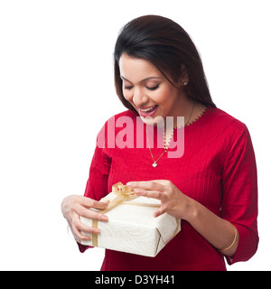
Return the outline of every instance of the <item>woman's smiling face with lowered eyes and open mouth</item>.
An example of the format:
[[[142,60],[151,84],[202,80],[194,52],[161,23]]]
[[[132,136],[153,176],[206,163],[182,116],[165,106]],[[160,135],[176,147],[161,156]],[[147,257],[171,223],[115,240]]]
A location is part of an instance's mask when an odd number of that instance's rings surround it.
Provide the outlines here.
[[[123,95],[145,123],[154,124],[154,117],[180,116],[182,89],[174,87],[151,62],[122,54],[119,70]]]

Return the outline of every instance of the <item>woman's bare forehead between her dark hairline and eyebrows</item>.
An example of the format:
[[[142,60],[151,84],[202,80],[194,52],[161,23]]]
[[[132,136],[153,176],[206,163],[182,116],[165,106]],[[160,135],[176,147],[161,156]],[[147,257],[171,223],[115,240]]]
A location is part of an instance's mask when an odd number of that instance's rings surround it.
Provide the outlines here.
[[[131,82],[150,77],[163,78],[162,73],[150,61],[123,54],[119,59],[120,76]]]

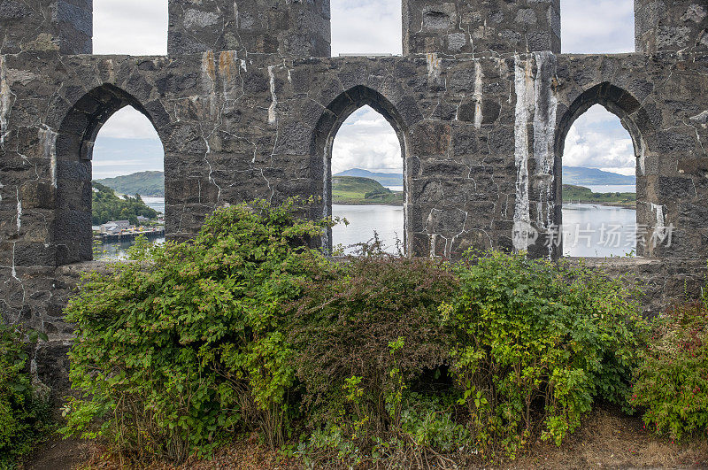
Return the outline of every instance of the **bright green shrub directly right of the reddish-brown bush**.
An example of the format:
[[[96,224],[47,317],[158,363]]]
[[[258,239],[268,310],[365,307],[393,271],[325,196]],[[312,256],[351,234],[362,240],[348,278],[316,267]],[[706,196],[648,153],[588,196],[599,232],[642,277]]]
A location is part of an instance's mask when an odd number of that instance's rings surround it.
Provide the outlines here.
[[[537,429],[559,445],[596,398],[625,403],[643,321],[620,281],[498,252],[453,271],[452,374],[483,450],[513,456]]]

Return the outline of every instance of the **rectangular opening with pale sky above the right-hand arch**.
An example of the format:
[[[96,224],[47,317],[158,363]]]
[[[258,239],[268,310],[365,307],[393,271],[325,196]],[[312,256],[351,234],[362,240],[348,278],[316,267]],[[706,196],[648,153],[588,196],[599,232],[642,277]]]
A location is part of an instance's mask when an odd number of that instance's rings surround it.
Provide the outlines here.
[[[566,54],[635,51],[634,0],[561,0],[560,18]]]

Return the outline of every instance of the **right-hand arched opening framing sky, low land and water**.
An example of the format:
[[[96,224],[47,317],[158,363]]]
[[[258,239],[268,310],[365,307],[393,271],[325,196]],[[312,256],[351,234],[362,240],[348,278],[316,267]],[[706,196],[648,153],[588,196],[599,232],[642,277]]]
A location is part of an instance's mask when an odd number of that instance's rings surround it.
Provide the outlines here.
[[[575,120],[563,155],[565,256],[636,253],[636,158],[620,119],[596,104]]]

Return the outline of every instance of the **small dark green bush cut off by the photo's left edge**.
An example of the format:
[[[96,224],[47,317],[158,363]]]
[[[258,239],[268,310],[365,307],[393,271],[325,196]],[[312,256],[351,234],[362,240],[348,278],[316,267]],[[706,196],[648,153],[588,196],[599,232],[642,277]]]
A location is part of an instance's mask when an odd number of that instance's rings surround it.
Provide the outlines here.
[[[46,394],[33,388],[27,373],[23,340],[35,343],[38,334],[5,325],[0,319],[0,467],[12,468],[32,450],[49,423]],[[46,339],[42,335],[43,339]]]

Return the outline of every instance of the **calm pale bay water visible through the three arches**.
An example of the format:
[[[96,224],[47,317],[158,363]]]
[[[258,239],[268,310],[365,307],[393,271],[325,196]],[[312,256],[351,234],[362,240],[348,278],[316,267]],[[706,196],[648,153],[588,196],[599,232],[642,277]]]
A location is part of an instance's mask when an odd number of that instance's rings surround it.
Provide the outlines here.
[[[595,192],[632,192],[634,186],[593,186]],[[165,212],[164,197],[143,197],[145,204],[158,212]],[[350,222],[332,229],[333,242],[344,247],[369,242],[373,231],[379,236],[385,250],[396,253],[396,239],[403,242],[404,208],[394,205],[333,205],[335,216]],[[604,258],[624,256],[635,250],[636,211],[599,204],[564,204],[564,250],[565,256]],[[164,243],[160,238],[156,243]],[[131,242],[105,243],[104,253],[96,259],[125,258]],[[346,249],[353,253],[356,248]]]

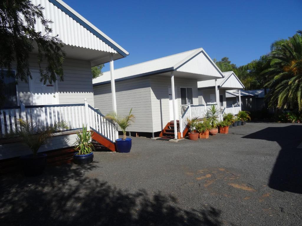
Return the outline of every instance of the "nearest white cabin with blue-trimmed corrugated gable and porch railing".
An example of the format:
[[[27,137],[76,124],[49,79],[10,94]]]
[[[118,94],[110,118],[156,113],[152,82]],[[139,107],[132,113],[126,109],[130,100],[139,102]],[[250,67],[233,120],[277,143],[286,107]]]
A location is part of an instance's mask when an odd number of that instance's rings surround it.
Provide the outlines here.
[[[0,135],[3,136],[18,127],[19,118],[45,126],[64,120],[68,122],[69,130],[76,130],[87,124],[88,128],[97,131],[95,135],[99,135],[100,142],[104,141],[105,146],[113,149],[117,131],[93,108],[91,67],[110,62],[113,71],[113,61],[124,58],[129,53],[63,1],[32,0],[32,3],[41,4],[45,8],[45,18],[53,21],[50,25],[53,29],[51,35],[58,34],[64,42],[67,54],[63,64],[64,81],[46,85],[40,83],[35,50],[30,57],[33,79],[29,79],[29,83],[18,81],[17,86],[14,79],[6,80],[8,101],[0,109]],[[44,33],[39,23],[35,29]],[[114,83],[112,89],[114,91]],[[114,94],[112,92],[111,99],[115,99]],[[111,107],[115,108],[115,105]],[[51,138],[39,151],[72,146],[74,138],[75,134],[65,132],[64,135]],[[0,160],[31,153],[20,143],[4,143],[0,144]]]

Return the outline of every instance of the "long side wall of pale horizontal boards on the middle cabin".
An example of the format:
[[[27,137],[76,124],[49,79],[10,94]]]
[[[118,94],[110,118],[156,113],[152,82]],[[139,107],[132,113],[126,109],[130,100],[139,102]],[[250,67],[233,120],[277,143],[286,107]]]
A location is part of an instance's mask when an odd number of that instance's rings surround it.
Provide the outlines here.
[[[111,84],[93,87],[95,108],[103,115],[112,111]],[[129,131],[153,132],[150,76],[115,82],[118,115],[128,115],[131,108],[135,122]],[[120,130],[120,129],[119,129]]]

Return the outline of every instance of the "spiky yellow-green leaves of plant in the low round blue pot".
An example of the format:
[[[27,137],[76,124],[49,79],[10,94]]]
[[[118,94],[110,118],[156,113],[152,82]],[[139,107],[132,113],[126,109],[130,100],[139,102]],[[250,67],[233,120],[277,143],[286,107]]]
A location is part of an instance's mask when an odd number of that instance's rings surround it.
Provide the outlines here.
[[[87,131],[87,127],[84,127],[81,132],[77,132],[76,142],[73,144],[75,146],[75,151],[79,152],[78,155],[87,155],[94,150],[94,146],[91,143],[91,136],[93,131]]]

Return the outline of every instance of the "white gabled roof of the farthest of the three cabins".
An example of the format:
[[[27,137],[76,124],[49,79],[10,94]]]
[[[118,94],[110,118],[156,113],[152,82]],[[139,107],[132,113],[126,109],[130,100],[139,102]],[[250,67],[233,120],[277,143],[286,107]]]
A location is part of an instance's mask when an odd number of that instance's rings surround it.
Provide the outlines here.
[[[244,85],[233,71],[222,72],[223,78],[217,79],[218,88],[244,89]],[[198,82],[198,88],[212,88],[215,86],[215,79]]]

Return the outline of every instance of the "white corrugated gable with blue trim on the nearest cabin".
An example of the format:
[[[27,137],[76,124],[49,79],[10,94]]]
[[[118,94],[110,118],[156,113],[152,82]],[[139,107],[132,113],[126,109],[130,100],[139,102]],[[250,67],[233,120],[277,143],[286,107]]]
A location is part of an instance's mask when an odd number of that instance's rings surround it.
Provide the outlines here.
[[[50,24],[52,36],[59,38],[67,45],[87,49],[95,49],[110,53],[120,53],[123,56],[129,53],[92,25],[61,0],[31,0],[34,5],[41,4],[45,8],[44,17],[53,21]],[[45,34],[41,23],[35,26],[36,31]]]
□ □ □ □
Problem statement:
Across the data, find each line that has "nearest" in it and copy that line.

Result for this task:
Return the outline of every instance of the "nearest white cabin with blue-trimmed corrugated gable and porch railing".
Return the outline of every instance of the "white corrugated gable with blue trim on the nearest cabin".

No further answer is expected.